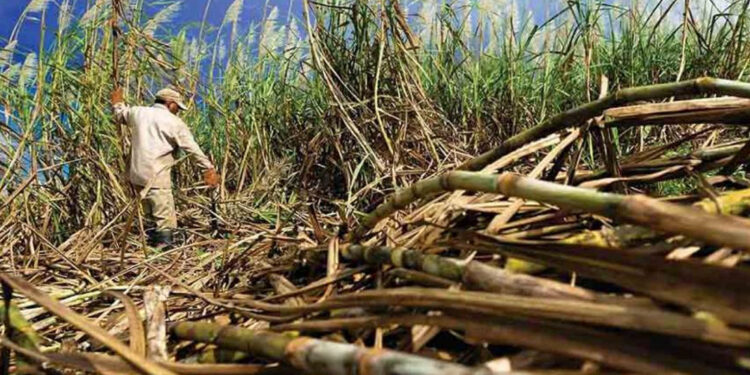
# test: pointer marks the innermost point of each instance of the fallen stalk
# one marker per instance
(579, 115)
(318, 356)
(631, 353)
(476, 275)
(721, 230)
(501, 306)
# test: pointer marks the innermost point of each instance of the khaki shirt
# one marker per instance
(157, 134)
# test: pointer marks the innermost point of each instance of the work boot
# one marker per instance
(161, 239)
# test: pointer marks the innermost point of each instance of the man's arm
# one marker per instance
(185, 141)
(119, 108)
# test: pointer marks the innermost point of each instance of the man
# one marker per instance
(157, 134)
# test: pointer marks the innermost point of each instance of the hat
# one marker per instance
(169, 95)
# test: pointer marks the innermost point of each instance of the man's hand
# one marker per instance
(211, 178)
(116, 96)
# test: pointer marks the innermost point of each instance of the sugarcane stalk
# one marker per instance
(721, 230)
(624, 236)
(732, 203)
(476, 275)
(579, 115)
(318, 356)
(23, 334)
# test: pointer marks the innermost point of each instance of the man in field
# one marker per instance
(157, 134)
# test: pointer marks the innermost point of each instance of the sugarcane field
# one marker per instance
(375, 187)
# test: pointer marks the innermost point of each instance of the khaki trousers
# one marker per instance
(158, 206)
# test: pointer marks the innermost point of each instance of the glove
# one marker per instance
(116, 96)
(211, 178)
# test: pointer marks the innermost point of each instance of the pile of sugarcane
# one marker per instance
(502, 266)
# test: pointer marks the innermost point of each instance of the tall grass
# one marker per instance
(340, 104)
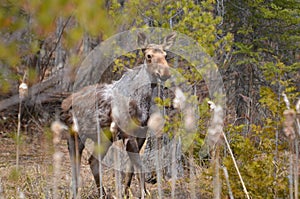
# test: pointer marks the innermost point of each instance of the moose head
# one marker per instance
(155, 55)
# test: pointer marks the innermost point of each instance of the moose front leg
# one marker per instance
(132, 149)
(76, 147)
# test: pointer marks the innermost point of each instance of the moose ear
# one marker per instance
(142, 40)
(169, 40)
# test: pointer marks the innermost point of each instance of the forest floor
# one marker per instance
(35, 176)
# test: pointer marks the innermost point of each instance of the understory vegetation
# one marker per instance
(254, 44)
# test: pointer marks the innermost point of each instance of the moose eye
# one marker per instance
(149, 56)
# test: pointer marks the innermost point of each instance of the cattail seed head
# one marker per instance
(23, 90)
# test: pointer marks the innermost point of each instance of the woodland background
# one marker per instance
(255, 45)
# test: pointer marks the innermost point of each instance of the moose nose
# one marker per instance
(164, 73)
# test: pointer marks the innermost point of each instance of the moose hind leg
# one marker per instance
(75, 146)
(95, 159)
(132, 149)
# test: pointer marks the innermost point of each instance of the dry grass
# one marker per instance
(34, 179)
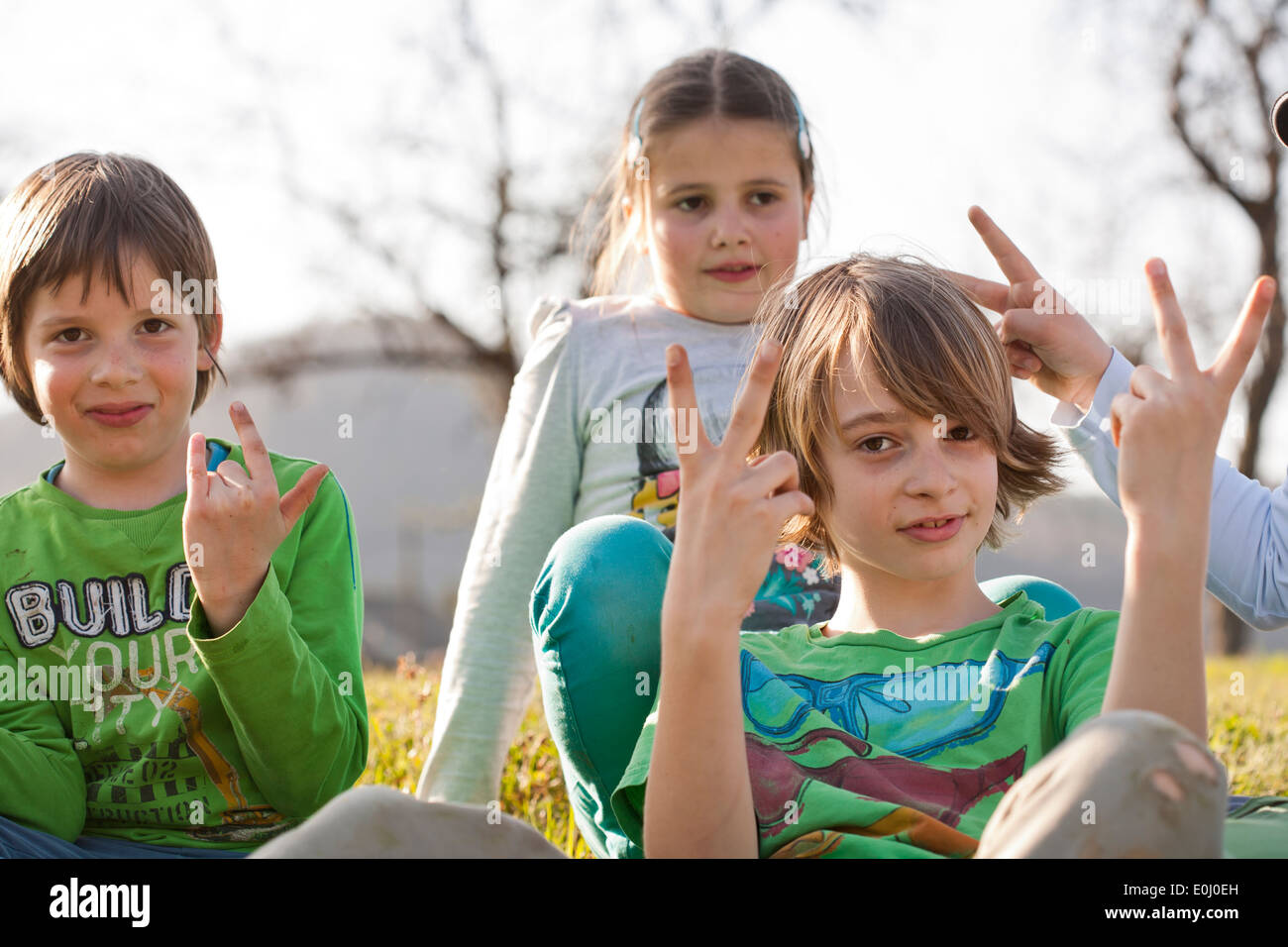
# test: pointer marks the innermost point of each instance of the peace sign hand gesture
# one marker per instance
(233, 522)
(732, 510)
(1167, 429)
(1046, 339)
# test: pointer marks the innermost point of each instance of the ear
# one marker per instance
(632, 223)
(217, 334)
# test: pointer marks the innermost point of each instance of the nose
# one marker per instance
(729, 227)
(931, 471)
(116, 364)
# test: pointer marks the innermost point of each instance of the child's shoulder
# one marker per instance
(14, 508)
(593, 316)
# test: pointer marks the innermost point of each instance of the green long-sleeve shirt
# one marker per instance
(120, 715)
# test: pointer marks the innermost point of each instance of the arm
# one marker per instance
(527, 504)
(1248, 536)
(1061, 354)
(698, 796)
(290, 671)
(42, 781)
(1167, 431)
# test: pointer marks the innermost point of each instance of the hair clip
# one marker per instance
(636, 145)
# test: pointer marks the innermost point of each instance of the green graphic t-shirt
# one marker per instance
(121, 716)
(871, 745)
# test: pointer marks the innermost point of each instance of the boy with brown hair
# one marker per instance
(890, 441)
(142, 715)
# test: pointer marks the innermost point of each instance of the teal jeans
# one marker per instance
(596, 615)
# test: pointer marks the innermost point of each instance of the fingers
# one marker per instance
(1146, 380)
(793, 504)
(197, 480)
(683, 398)
(1121, 411)
(1233, 360)
(233, 474)
(773, 474)
(1013, 263)
(991, 295)
(1172, 331)
(748, 411)
(303, 493)
(254, 451)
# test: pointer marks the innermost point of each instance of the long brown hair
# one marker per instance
(712, 82)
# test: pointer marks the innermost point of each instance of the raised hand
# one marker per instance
(1167, 428)
(730, 510)
(1046, 339)
(233, 521)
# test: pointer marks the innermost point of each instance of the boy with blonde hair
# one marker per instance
(889, 440)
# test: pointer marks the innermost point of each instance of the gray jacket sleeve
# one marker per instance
(1248, 541)
(527, 504)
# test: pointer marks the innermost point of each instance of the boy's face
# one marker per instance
(725, 215)
(115, 379)
(892, 472)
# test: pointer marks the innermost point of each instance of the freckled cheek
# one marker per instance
(674, 244)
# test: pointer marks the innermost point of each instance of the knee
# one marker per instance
(1172, 755)
(597, 566)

───

Exercise prompt | Report, for the data above, every line in which the string "head" appears.

Written reply |
# test: pointer marks the innermost point of each instance of the moose head
# test: pointer marks the innermost point of each instance of the cattail seed head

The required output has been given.